:: Exercise prompt ::
Work through the data and say how many lines contain "instance". The number alone is the answer.

Records excerpted from a collection
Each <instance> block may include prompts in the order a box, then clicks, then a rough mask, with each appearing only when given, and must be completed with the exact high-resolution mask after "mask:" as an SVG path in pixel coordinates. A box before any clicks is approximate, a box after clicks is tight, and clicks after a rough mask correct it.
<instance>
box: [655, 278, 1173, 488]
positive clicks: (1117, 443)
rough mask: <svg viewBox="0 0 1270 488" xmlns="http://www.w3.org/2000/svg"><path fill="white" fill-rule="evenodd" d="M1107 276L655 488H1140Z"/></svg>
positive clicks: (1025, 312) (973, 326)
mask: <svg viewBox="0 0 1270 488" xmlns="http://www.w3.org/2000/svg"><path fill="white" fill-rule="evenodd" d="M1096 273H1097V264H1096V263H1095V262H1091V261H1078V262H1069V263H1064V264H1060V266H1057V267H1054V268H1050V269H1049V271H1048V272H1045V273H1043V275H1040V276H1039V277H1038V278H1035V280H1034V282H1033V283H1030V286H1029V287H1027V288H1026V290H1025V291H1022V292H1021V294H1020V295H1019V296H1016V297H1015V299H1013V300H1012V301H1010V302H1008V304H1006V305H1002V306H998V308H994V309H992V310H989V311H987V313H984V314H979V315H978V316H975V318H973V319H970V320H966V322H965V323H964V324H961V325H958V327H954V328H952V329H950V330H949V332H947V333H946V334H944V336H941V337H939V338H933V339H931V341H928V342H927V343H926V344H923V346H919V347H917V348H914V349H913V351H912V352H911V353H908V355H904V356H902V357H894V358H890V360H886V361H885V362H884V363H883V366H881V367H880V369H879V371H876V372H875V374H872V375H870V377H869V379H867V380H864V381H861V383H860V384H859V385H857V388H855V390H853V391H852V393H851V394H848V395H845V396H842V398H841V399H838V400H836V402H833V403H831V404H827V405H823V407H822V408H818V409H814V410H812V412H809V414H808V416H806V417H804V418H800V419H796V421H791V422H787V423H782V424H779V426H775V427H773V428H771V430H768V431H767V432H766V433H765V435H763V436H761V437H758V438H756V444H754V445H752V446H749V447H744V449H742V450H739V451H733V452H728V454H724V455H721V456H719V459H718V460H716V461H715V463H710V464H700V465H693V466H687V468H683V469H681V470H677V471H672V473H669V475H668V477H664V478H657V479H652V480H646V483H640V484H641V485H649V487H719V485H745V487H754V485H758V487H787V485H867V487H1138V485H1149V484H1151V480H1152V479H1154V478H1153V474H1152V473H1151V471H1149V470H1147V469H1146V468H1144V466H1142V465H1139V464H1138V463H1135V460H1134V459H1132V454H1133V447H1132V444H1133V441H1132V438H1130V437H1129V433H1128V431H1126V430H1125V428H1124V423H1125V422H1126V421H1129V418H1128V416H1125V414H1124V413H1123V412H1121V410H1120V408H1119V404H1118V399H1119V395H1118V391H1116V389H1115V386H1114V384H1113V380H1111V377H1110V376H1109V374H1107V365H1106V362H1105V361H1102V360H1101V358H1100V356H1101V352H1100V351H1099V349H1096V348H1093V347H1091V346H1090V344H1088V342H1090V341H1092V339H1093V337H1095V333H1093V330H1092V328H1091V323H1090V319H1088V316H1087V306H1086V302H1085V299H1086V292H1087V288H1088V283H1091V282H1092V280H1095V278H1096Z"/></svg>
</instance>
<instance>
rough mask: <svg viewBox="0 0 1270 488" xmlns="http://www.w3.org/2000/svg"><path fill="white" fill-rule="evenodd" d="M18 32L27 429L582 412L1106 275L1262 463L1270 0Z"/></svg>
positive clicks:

:: Finished task ::
4